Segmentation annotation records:
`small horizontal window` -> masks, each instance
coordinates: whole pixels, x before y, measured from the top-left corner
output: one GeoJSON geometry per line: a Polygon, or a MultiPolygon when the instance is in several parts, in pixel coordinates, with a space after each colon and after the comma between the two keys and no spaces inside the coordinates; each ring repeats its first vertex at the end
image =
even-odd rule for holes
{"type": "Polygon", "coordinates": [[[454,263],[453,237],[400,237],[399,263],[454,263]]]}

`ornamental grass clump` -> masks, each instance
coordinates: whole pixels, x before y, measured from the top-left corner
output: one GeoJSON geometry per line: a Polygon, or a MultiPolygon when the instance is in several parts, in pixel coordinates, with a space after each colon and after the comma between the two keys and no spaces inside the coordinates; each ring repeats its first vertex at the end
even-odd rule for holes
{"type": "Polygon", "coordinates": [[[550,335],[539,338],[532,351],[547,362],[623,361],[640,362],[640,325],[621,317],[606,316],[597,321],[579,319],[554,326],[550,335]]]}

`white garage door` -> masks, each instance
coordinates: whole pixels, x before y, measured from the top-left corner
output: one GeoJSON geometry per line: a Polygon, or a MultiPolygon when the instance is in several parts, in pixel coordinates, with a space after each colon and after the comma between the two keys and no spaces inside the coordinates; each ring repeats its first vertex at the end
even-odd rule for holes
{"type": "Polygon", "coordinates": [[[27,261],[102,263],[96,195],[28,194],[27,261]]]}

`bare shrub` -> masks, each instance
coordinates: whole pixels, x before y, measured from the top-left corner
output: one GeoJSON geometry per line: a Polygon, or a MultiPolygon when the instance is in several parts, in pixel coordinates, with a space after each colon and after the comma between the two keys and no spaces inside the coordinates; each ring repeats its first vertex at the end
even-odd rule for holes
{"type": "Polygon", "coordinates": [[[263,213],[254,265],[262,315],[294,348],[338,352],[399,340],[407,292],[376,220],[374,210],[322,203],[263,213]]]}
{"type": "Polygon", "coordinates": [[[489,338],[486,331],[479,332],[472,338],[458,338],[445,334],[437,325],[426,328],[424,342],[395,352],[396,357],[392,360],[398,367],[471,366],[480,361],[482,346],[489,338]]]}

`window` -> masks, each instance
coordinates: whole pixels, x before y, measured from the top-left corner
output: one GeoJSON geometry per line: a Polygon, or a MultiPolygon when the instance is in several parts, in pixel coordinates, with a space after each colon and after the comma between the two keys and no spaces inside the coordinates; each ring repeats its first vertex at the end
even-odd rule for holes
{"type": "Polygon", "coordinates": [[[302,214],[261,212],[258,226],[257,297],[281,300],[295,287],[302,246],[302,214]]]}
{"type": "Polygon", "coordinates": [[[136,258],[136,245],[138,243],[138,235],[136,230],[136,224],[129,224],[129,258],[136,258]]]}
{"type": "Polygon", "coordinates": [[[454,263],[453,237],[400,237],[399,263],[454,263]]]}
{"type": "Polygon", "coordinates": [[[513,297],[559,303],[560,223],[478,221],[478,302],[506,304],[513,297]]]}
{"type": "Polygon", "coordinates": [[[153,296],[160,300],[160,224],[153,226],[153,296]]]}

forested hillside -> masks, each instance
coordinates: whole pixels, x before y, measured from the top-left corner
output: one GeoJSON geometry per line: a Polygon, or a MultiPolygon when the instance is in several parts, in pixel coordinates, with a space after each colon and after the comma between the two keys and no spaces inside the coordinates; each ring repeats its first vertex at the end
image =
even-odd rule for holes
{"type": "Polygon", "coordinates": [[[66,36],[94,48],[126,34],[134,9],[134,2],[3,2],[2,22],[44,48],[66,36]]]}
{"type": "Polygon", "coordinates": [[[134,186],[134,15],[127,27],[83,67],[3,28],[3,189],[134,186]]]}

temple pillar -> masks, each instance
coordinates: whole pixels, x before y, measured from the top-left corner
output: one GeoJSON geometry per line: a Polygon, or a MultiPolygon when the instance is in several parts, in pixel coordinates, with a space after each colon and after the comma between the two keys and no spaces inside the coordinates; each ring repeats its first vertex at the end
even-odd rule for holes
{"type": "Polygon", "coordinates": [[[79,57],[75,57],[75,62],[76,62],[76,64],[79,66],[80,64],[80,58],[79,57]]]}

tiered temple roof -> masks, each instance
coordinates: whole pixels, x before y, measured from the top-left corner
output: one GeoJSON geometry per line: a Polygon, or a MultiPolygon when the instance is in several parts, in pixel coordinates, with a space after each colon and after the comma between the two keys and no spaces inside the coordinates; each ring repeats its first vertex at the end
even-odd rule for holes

## [Written instruction]
Please select each line above that contains the word "temple", and copy those lines out.

## [Exercise solution]
temple pillar -> masks, each instance
tiered temple roof -> masks, each instance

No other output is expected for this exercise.